### Task brief:
Exactly as written, transcribe the lines that run from the one containing "the cloud, imagine" to the end of the records below.

### Information shown:
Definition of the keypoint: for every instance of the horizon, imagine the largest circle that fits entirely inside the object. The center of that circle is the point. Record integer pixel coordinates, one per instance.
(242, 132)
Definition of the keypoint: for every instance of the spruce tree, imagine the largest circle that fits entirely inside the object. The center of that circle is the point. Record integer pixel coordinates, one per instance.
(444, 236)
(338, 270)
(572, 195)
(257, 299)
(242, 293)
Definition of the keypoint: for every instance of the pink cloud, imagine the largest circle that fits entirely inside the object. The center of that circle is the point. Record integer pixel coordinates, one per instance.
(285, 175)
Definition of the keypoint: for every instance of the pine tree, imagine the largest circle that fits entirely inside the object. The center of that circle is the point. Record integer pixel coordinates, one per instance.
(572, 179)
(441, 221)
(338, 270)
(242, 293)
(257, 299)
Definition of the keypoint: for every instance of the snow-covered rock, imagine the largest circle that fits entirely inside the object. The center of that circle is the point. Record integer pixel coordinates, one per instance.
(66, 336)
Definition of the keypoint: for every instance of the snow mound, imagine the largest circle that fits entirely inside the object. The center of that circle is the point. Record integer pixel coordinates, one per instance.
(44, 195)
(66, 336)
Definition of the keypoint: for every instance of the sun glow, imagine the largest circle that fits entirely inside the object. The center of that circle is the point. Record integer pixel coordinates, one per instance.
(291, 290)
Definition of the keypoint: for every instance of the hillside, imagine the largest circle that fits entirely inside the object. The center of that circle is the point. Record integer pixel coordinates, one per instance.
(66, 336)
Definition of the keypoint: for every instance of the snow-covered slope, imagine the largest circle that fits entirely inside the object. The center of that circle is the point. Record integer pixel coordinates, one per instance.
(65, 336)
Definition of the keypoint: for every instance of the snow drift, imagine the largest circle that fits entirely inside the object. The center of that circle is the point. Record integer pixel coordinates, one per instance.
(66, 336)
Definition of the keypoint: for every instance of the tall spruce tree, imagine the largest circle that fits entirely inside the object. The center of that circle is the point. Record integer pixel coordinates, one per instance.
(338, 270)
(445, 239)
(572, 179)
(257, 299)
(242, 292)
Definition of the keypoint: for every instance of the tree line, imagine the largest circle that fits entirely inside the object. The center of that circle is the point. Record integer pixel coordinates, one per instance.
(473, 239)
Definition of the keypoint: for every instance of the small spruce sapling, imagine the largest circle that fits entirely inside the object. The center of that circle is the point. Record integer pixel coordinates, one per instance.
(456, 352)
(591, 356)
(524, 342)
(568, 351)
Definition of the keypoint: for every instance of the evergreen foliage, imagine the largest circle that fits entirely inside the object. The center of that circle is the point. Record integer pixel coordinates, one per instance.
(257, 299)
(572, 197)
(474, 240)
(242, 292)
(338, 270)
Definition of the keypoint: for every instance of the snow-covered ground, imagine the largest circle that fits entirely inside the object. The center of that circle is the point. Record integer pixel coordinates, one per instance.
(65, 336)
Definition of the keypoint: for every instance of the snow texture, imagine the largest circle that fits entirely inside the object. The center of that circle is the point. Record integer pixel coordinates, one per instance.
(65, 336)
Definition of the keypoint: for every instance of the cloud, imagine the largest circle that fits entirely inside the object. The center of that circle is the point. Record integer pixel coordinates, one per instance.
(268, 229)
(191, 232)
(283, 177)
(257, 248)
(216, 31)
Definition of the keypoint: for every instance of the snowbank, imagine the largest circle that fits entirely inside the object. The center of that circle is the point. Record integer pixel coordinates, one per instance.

### Answer to the problem:
Definition of the keypoint: for every instance of the cloud, imagine the largest circle that fits entirely inside the object. The center of that circle is the point. Record integer pixel coordinates, one per instance.
(268, 229)
(191, 232)
(283, 177)
(257, 248)
(216, 31)
Definition of the keypoint: for every instance of the snowbank, imagine the largest circle that fits entirely inside the object. The center of that circle is the point. Record integer pixel coordinates, one per instance.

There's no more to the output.